• Data for this exercise
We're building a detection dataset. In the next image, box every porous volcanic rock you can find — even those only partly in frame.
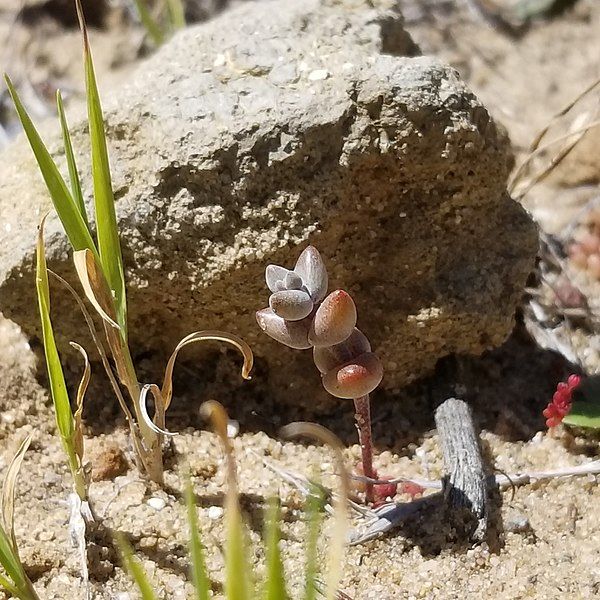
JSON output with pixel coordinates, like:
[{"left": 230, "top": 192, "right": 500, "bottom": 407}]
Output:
[{"left": 0, "top": 0, "right": 537, "bottom": 403}]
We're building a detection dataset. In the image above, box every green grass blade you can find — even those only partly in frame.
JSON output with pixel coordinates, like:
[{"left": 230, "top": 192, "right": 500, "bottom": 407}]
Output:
[
  {"left": 263, "top": 499, "right": 289, "bottom": 600},
  {"left": 225, "top": 495, "right": 253, "bottom": 600},
  {"left": 165, "top": 0, "right": 185, "bottom": 29},
  {"left": 117, "top": 535, "right": 158, "bottom": 600},
  {"left": 304, "top": 486, "right": 324, "bottom": 600},
  {"left": 134, "top": 0, "right": 165, "bottom": 46},
  {"left": 77, "top": 0, "right": 127, "bottom": 332},
  {"left": 4, "top": 75, "right": 97, "bottom": 255},
  {"left": 0, "top": 574, "right": 19, "bottom": 598},
  {"left": 563, "top": 401, "right": 600, "bottom": 429},
  {"left": 56, "top": 90, "right": 90, "bottom": 230},
  {"left": 35, "top": 218, "right": 74, "bottom": 444},
  {"left": 0, "top": 527, "right": 25, "bottom": 589},
  {"left": 185, "top": 478, "right": 210, "bottom": 600}
]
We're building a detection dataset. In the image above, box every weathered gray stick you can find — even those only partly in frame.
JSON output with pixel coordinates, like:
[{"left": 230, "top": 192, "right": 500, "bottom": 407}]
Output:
[{"left": 435, "top": 398, "right": 488, "bottom": 541}]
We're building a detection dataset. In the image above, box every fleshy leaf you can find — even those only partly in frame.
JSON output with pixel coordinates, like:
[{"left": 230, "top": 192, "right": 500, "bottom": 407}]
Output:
[
  {"left": 256, "top": 308, "right": 312, "bottom": 350},
  {"left": 265, "top": 265, "right": 290, "bottom": 292},
  {"left": 269, "top": 290, "right": 313, "bottom": 321},
  {"left": 308, "top": 290, "right": 357, "bottom": 346},
  {"left": 294, "top": 246, "right": 328, "bottom": 304}
]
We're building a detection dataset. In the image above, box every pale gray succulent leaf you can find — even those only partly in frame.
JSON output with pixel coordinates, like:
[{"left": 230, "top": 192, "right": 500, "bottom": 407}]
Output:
[
  {"left": 256, "top": 308, "right": 311, "bottom": 350},
  {"left": 269, "top": 290, "right": 313, "bottom": 321},
  {"left": 294, "top": 246, "right": 328, "bottom": 304},
  {"left": 283, "top": 271, "right": 303, "bottom": 290}
]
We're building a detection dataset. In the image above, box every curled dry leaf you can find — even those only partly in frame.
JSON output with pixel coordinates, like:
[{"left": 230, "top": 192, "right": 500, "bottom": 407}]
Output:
[
  {"left": 323, "top": 352, "right": 383, "bottom": 399},
  {"left": 269, "top": 290, "right": 313, "bottom": 321},
  {"left": 138, "top": 383, "right": 177, "bottom": 436},
  {"left": 73, "top": 248, "right": 120, "bottom": 329},
  {"left": 0, "top": 435, "right": 32, "bottom": 551},
  {"left": 161, "top": 329, "right": 254, "bottom": 411},
  {"left": 308, "top": 290, "right": 357, "bottom": 346},
  {"left": 294, "top": 246, "right": 328, "bottom": 304},
  {"left": 70, "top": 342, "right": 92, "bottom": 467},
  {"left": 256, "top": 308, "right": 312, "bottom": 350},
  {"left": 313, "top": 327, "right": 371, "bottom": 373},
  {"left": 265, "top": 265, "right": 291, "bottom": 292}
]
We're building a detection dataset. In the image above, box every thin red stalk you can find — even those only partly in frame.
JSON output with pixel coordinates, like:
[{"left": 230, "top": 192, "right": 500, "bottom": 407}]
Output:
[{"left": 354, "top": 395, "right": 377, "bottom": 504}]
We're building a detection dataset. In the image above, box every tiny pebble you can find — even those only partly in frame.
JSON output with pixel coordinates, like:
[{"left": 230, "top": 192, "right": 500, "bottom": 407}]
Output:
[
  {"left": 208, "top": 506, "right": 223, "bottom": 521},
  {"left": 308, "top": 69, "right": 329, "bottom": 81}
]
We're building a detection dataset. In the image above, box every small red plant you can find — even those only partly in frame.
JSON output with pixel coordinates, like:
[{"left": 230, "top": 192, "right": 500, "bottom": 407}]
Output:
[{"left": 542, "top": 375, "right": 581, "bottom": 427}]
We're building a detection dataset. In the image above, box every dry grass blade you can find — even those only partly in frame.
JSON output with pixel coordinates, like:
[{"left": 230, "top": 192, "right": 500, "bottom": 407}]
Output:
[
  {"left": 36, "top": 217, "right": 86, "bottom": 500},
  {"left": 263, "top": 499, "right": 289, "bottom": 600},
  {"left": 162, "top": 330, "right": 254, "bottom": 410},
  {"left": 73, "top": 250, "right": 120, "bottom": 329},
  {"left": 0, "top": 436, "right": 39, "bottom": 600},
  {"left": 76, "top": 0, "right": 127, "bottom": 332},
  {"left": 201, "top": 400, "right": 254, "bottom": 600},
  {"left": 508, "top": 74, "right": 600, "bottom": 199},
  {"left": 529, "top": 78, "right": 600, "bottom": 152},
  {"left": 165, "top": 0, "right": 185, "bottom": 29},
  {"left": 1, "top": 435, "right": 32, "bottom": 548},
  {"left": 281, "top": 422, "right": 350, "bottom": 600},
  {"left": 5, "top": 75, "right": 96, "bottom": 253},
  {"left": 508, "top": 121, "right": 600, "bottom": 195}
]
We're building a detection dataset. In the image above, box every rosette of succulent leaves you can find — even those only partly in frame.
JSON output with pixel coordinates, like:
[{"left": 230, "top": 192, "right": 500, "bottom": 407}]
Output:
[{"left": 256, "top": 246, "right": 383, "bottom": 502}]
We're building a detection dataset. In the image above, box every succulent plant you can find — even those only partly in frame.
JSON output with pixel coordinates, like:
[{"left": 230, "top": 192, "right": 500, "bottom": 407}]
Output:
[{"left": 256, "top": 246, "right": 383, "bottom": 502}]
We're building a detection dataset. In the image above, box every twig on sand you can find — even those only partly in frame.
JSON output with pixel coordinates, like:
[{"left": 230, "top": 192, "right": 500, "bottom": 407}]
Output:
[
  {"left": 261, "top": 442, "right": 600, "bottom": 545},
  {"left": 435, "top": 398, "right": 488, "bottom": 541}
]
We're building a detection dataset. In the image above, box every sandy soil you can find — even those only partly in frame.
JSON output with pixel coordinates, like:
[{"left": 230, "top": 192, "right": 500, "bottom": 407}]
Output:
[{"left": 0, "top": 0, "right": 600, "bottom": 600}]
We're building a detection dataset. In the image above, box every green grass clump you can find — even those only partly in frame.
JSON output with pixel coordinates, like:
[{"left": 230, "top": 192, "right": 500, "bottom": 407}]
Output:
[
  {"left": 118, "top": 401, "right": 348, "bottom": 600},
  {"left": 0, "top": 437, "right": 39, "bottom": 600},
  {"left": 5, "top": 0, "right": 253, "bottom": 488}
]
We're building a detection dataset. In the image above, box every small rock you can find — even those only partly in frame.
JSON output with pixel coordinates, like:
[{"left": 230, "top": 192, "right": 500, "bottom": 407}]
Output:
[
  {"left": 146, "top": 496, "right": 167, "bottom": 511},
  {"left": 86, "top": 440, "right": 127, "bottom": 481}
]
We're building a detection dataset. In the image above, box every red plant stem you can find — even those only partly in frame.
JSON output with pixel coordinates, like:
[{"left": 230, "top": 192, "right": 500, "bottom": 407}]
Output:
[{"left": 354, "top": 394, "right": 377, "bottom": 504}]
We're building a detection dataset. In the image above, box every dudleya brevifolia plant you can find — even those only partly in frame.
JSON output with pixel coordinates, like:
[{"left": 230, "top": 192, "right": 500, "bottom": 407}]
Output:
[{"left": 256, "top": 246, "right": 383, "bottom": 502}]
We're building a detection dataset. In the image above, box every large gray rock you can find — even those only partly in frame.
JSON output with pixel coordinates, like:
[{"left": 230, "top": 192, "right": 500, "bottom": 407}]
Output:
[{"left": 0, "top": 0, "right": 536, "bottom": 402}]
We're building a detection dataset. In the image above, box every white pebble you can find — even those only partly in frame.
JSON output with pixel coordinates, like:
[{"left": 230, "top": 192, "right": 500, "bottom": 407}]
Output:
[{"left": 308, "top": 69, "right": 329, "bottom": 81}]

• Requirements
Output the line that contains "every small rock", followed by every later line in the listing, with no line omitted and none added.

• Task result
We're building a detection dataset. In the image above, box every small rock you can find — even those only partly in frame.
JSON output with pixel coordinates, like:
[{"left": 230, "top": 192, "right": 500, "bottom": 407}]
Output:
[
  {"left": 146, "top": 496, "right": 167, "bottom": 511},
  {"left": 86, "top": 440, "right": 127, "bottom": 481}
]
We're building a detection dataset. In the image above, box every red plant stem you can find — even those only partly in frame.
JSON output with pixel coordinates, like:
[{"left": 230, "top": 192, "right": 500, "bottom": 407}]
Output:
[{"left": 354, "top": 394, "right": 377, "bottom": 504}]
We're building a detection dataset. In the image above, box every dudleya brevifolia plant you can find — even those only partly in frame.
JSON output with pixel coordinates, like:
[{"left": 230, "top": 192, "right": 500, "bottom": 407}]
Output:
[{"left": 256, "top": 246, "right": 383, "bottom": 502}]
We're building a detection dataset. In the image above, box every large gray rock you can find — even those only partly in frame.
JSON output with pixel coordinates, like:
[{"left": 230, "top": 192, "right": 500, "bottom": 407}]
Output:
[{"left": 0, "top": 0, "right": 536, "bottom": 402}]
We're building a detection dataset. In the image above, box every white pebble you can find — even those only partly in frame.
JSON output with pixel coordinates, like:
[{"left": 230, "top": 192, "right": 500, "bottom": 407}]
Output:
[{"left": 308, "top": 69, "right": 329, "bottom": 81}]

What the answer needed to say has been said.